** Aim **
Revise the material below so that every "marker" becomes "point", and leave everything else unchanged.

(Point-based annotation data)
____
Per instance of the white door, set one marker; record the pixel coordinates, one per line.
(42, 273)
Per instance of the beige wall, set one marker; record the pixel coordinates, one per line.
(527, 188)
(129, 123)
____
** Answer for the task **
Per instance of the white door, set one point; record the pixel coordinates, one per line.
(42, 273)
Per instance of the beige wall, set one point; record the pixel coordinates, one per line.
(527, 188)
(129, 123)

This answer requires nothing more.